■ **WORK INSTRUCTIONS**
Turn the records below into a Markdown table with the columns Row and Text, one numbered row per line and no rows for blank lines. Leave the pictures out.

■ **RECORDS TO USE**
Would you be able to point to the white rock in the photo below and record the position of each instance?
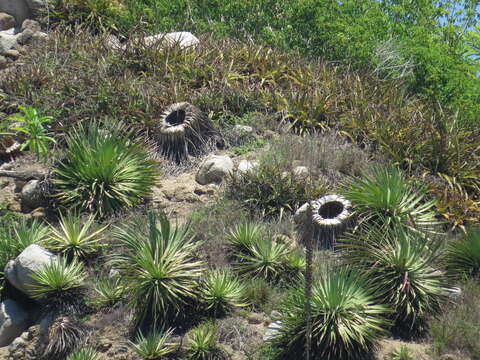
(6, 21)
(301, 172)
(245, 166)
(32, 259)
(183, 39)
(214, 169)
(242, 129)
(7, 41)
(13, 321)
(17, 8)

■ **FULL SOLUTION**
| Row | Text |
|---|---|
| 1 | Would you be able to point to the white rock in the photo below and record the position of each instance? |
| 2 | (6, 21) |
| 3 | (301, 172) |
| 4 | (245, 166) |
| 5 | (32, 259) |
| 6 | (183, 39) |
| 7 | (214, 169) |
| 8 | (242, 129) |
| 9 | (7, 41) |
| 10 | (13, 321) |
| 11 | (17, 8) |